EXERCISE DETAILS
Copy out exactly the lines from the one containing "Where can the front wheel" to the end of the records below, both included, and nothing else.

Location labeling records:
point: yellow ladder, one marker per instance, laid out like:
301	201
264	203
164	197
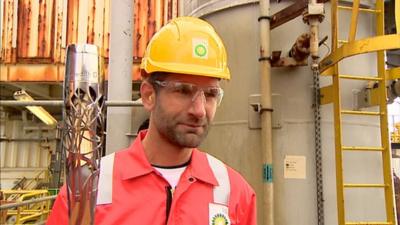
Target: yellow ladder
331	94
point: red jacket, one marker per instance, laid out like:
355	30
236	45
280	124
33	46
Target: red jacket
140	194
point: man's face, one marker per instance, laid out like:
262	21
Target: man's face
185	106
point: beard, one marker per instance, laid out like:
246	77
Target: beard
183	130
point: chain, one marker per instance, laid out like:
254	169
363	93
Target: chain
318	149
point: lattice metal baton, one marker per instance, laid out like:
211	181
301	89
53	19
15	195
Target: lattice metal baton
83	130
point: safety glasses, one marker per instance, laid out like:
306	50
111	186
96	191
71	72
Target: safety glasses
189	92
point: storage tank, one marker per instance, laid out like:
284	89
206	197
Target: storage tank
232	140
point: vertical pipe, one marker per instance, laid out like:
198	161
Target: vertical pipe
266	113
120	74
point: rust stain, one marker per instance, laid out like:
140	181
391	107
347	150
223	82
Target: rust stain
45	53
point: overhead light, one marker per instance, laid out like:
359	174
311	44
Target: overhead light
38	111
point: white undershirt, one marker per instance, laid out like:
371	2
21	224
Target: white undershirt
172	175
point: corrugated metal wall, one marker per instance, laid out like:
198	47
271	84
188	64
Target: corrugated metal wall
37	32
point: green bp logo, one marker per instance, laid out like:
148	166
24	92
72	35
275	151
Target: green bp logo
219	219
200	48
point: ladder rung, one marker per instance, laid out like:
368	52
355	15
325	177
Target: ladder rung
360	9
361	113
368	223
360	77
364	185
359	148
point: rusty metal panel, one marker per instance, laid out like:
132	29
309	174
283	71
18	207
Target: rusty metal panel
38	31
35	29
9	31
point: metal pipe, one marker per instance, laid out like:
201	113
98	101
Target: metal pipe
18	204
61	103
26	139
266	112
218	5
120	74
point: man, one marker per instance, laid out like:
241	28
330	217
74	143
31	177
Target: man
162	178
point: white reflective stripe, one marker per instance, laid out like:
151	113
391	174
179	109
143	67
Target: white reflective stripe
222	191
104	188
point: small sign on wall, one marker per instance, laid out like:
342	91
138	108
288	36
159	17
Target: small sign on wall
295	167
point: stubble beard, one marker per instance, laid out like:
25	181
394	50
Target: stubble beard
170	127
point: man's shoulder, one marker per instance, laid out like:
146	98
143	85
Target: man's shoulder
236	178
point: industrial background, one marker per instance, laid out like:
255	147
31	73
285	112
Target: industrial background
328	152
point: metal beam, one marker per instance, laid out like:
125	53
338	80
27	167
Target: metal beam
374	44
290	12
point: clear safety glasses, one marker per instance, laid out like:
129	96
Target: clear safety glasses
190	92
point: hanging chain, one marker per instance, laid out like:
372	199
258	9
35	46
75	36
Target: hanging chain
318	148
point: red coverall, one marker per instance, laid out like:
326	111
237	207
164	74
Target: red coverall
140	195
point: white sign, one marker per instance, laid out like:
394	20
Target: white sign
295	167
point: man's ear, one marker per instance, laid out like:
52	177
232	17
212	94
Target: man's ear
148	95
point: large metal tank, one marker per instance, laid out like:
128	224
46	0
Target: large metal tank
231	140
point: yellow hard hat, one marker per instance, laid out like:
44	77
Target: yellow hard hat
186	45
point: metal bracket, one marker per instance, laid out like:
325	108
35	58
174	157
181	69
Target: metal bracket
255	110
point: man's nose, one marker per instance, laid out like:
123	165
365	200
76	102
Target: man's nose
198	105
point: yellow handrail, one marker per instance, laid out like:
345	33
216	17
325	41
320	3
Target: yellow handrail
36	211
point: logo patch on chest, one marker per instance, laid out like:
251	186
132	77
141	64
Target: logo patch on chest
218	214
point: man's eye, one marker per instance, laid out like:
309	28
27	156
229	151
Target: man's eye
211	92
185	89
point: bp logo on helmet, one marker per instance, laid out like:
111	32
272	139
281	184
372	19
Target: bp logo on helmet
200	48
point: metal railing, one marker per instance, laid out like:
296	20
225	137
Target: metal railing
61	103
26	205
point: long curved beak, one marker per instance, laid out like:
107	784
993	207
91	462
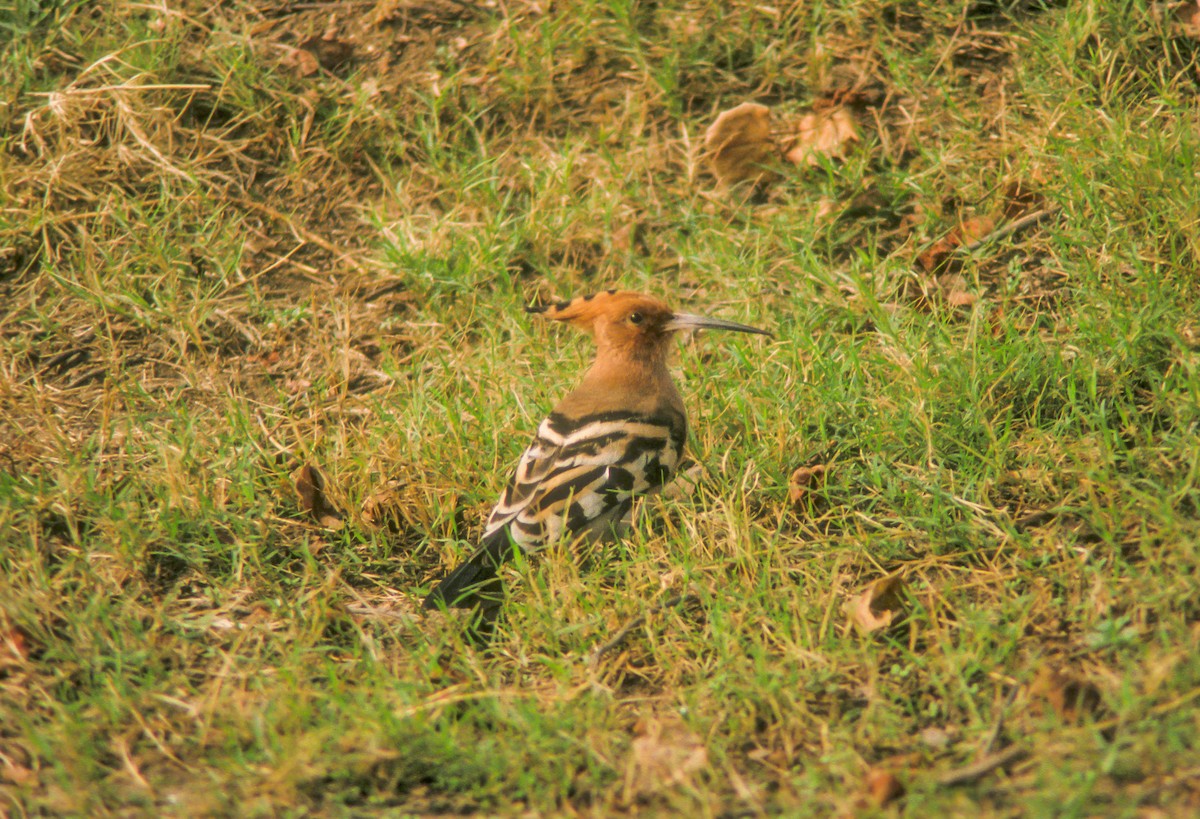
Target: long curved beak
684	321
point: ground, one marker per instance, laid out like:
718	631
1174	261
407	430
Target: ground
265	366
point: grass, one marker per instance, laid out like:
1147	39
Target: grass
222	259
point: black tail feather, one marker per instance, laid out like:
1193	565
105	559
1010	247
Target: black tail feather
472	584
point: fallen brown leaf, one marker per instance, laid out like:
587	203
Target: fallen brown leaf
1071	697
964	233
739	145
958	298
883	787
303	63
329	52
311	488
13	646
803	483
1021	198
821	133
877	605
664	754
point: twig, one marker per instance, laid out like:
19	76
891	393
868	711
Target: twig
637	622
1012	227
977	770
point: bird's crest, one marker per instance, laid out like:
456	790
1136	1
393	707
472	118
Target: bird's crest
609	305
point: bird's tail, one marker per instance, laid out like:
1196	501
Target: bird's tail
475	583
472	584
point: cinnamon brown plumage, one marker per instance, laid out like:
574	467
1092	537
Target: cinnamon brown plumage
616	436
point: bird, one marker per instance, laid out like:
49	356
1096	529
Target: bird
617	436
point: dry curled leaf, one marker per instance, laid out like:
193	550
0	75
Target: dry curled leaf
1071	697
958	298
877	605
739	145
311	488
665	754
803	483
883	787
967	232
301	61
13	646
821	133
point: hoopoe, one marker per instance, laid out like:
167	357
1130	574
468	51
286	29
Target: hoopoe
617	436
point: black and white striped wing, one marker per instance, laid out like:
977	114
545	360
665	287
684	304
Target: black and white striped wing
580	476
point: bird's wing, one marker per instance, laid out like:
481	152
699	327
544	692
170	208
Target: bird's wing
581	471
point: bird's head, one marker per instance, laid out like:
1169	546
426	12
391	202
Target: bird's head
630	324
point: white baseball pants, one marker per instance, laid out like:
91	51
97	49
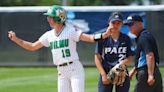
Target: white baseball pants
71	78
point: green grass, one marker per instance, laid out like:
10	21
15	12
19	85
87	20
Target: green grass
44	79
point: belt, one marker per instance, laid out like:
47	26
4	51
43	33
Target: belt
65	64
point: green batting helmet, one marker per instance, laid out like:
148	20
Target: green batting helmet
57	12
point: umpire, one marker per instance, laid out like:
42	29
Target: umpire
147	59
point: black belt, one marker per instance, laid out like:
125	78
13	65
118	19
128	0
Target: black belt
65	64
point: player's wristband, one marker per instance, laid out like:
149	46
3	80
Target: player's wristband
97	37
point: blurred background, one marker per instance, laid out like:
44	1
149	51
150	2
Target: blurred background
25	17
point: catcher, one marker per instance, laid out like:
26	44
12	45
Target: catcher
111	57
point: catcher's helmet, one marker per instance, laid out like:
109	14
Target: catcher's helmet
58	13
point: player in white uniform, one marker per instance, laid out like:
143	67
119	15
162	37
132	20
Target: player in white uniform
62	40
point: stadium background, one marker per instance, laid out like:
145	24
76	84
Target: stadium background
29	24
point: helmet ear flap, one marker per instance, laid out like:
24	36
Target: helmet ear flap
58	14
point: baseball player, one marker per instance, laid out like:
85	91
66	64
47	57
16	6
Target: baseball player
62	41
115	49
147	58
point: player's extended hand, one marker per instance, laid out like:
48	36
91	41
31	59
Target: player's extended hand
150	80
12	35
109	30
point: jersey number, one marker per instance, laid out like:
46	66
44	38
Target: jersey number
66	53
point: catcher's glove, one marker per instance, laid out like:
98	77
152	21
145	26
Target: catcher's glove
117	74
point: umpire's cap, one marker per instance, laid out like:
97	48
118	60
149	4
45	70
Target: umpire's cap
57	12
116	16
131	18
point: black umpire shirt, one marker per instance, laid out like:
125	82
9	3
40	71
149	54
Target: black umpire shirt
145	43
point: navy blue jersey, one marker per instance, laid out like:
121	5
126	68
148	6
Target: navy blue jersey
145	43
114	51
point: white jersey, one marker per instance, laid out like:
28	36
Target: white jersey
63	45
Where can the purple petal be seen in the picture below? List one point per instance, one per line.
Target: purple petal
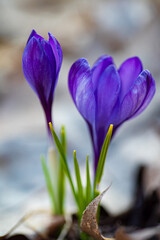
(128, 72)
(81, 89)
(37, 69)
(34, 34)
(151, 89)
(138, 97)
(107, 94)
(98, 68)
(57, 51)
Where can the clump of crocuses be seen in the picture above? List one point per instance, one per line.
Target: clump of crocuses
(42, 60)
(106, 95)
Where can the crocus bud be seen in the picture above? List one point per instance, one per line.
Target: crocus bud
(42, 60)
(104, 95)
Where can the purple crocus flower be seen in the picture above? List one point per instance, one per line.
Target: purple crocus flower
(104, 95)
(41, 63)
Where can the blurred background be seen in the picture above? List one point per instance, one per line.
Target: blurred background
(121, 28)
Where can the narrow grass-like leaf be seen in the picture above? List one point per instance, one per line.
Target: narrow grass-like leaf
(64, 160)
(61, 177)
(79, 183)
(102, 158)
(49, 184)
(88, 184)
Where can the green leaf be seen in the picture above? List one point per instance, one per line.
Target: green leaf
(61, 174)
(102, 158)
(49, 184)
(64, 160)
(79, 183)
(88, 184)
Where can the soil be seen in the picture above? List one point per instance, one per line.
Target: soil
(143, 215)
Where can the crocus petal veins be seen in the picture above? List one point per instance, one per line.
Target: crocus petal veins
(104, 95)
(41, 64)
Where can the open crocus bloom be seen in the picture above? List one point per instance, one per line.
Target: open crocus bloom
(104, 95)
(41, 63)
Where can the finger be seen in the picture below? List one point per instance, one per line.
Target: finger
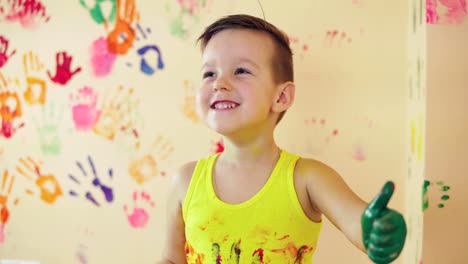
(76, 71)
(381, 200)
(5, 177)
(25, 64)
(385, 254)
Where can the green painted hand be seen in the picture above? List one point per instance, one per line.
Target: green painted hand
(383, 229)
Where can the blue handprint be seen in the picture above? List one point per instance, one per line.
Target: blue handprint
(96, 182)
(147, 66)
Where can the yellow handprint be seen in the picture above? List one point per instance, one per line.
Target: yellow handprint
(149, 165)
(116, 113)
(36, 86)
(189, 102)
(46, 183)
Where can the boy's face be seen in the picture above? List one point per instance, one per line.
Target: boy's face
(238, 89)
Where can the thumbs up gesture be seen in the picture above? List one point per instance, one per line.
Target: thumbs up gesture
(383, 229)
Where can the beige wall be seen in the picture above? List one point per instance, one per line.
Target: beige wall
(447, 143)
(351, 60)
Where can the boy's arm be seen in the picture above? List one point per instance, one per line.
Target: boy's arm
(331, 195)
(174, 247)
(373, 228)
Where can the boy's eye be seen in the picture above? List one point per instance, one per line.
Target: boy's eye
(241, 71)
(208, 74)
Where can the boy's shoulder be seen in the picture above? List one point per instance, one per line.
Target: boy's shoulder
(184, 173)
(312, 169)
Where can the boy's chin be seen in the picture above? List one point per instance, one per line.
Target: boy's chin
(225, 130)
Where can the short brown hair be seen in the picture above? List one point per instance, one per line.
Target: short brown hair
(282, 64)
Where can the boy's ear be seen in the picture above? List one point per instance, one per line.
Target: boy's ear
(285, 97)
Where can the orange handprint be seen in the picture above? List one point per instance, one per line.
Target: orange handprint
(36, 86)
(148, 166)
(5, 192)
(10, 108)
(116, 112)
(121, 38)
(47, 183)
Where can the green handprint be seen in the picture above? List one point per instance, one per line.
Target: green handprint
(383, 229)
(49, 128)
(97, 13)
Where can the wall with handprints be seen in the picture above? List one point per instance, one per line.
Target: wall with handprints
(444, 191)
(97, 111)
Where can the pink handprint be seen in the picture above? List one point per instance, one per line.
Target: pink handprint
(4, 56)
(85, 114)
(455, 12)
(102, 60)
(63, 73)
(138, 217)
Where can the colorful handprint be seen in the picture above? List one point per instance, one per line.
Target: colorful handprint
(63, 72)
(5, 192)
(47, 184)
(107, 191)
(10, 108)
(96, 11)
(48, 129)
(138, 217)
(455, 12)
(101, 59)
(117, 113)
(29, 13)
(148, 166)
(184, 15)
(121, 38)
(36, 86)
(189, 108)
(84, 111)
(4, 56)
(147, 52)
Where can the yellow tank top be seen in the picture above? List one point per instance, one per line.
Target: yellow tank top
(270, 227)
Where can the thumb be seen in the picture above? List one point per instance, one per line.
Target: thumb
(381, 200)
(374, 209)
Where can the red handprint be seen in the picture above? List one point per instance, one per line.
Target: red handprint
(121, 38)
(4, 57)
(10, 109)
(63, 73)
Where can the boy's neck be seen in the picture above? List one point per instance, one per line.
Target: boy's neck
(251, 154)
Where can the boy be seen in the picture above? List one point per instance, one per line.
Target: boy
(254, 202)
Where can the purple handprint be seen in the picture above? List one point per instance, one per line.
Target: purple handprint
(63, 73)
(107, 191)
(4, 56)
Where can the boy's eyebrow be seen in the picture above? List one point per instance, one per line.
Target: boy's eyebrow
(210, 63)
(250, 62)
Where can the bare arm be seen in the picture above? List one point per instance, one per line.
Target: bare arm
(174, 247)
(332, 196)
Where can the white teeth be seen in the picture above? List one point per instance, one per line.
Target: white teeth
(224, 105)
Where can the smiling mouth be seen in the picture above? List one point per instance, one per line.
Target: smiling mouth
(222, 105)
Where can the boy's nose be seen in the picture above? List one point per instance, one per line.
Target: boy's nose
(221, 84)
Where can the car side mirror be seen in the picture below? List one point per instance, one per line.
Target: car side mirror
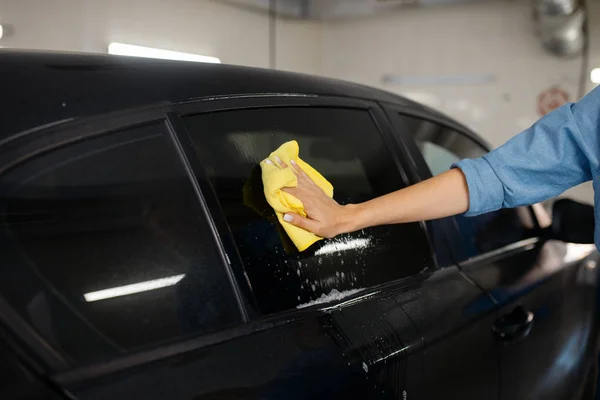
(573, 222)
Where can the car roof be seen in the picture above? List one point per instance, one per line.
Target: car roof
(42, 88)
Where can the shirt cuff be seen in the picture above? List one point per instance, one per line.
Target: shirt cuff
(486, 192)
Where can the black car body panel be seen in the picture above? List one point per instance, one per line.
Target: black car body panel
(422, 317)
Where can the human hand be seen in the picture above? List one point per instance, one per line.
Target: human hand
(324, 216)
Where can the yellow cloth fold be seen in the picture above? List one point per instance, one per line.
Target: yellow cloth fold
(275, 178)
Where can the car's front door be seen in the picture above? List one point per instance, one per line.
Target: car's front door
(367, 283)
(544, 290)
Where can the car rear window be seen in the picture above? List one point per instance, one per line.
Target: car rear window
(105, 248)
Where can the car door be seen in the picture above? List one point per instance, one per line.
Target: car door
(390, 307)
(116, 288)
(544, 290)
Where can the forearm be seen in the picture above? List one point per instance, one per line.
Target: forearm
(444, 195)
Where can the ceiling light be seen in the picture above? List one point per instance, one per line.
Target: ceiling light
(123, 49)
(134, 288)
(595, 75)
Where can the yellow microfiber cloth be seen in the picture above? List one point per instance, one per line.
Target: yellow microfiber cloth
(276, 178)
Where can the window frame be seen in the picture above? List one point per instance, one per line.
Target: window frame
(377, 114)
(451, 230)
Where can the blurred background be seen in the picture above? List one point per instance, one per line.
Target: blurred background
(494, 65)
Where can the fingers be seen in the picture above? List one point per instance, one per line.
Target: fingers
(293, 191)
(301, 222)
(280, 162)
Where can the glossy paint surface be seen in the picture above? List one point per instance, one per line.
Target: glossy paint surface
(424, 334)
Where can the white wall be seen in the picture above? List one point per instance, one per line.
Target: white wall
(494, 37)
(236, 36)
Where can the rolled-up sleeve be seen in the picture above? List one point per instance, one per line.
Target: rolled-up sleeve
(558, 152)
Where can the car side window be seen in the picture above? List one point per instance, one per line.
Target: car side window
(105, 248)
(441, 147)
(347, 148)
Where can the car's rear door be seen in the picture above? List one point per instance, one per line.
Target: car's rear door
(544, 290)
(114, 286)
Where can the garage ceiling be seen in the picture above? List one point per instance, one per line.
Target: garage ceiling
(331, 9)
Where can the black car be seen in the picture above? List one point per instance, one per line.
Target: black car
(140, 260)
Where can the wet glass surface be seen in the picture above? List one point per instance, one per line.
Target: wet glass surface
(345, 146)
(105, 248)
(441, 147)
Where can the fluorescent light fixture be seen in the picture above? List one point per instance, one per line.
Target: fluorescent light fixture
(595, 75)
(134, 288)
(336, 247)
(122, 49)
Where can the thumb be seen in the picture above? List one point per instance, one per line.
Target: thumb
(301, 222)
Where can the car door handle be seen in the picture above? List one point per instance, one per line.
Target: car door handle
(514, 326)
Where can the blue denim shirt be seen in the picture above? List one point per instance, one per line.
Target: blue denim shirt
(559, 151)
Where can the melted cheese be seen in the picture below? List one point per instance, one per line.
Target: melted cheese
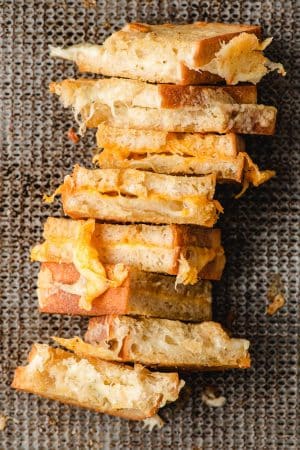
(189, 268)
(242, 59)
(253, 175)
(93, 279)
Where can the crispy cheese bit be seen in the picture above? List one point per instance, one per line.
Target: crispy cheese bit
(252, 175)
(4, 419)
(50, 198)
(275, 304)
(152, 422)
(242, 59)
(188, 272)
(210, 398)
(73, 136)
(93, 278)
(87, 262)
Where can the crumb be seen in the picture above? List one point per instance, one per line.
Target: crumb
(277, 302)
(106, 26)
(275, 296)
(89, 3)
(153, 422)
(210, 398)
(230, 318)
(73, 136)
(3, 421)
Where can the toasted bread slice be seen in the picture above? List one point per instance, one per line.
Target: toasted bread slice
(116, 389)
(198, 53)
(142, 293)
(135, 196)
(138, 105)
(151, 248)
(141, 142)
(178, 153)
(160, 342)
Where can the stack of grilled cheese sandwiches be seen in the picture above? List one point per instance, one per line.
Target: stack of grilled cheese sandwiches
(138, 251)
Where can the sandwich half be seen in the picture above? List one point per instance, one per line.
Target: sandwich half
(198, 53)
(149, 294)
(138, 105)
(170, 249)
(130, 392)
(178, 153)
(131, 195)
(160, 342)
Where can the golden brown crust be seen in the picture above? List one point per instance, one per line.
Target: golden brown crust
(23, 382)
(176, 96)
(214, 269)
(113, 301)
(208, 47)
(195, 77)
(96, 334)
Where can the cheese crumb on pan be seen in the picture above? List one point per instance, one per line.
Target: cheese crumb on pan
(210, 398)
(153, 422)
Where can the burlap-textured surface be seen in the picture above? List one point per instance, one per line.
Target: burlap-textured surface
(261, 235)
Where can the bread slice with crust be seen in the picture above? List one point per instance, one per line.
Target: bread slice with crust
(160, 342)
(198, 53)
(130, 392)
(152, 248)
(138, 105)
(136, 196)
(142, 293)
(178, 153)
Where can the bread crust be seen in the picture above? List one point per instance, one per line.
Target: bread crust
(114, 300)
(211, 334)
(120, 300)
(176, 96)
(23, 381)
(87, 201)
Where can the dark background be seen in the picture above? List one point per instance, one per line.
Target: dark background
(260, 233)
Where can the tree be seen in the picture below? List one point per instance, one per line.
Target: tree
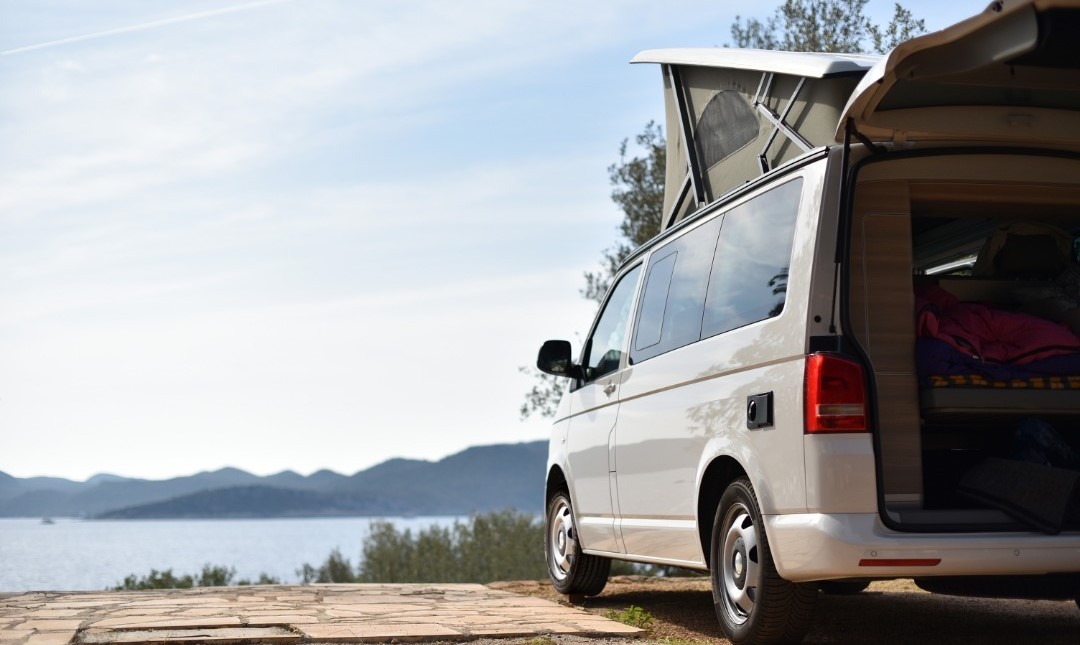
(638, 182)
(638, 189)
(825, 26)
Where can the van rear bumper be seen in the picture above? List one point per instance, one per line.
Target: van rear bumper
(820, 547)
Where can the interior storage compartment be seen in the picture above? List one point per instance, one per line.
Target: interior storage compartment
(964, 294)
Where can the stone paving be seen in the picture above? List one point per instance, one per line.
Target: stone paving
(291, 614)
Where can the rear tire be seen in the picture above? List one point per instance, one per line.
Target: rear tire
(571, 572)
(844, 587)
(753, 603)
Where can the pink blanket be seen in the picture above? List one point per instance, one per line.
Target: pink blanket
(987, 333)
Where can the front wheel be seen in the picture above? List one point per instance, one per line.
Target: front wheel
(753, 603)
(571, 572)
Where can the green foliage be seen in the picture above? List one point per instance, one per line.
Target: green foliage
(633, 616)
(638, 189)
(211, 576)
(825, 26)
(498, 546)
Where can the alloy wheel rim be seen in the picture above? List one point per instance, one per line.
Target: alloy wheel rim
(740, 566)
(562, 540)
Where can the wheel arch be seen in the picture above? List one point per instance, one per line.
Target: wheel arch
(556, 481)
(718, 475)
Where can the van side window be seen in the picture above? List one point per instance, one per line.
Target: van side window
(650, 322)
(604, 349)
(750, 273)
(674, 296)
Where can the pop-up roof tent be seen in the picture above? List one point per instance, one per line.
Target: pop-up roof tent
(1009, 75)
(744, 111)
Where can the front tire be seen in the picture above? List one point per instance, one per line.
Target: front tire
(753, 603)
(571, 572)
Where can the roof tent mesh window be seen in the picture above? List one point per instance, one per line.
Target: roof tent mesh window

THE REPLY
Where can the front wheel be seen in the picture above? List one point per instance, one per line.
Target: front wheel
(753, 603)
(571, 572)
Where can the green foliage be seen in the picture above? List one point per instance, one per line.
Target: green foliage
(633, 616)
(638, 189)
(211, 576)
(825, 26)
(498, 546)
Where can the alloy wheel rim be seen in the picture above? List one point per instance, one per line.
Target: alloy wheel rim
(740, 566)
(562, 540)
Where can the wheel arch be seen in the picture above? List one point per instance, one per line.
Target: wheel arch
(556, 481)
(718, 475)
Where can the van side window be seen in the picture above? List one point per instance, one per line.
Target: van side window
(650, 322)
(604, 349)
(750, 273)
(674, 296)
Where can the pop-up roof tent be seen in the picture above? List one point per instance, one per line.
Target: pop-up roof tent
(1009, 75)
(744, 111)
Where can the front tire be seen in the picture above? List one point per instance, one per line.
Target: front tire
(753, 603)
(571, 572)
Where can the roof tent mesh window be seen in the picture above? List one point per instance, one per line.
Target: roof tent mesh window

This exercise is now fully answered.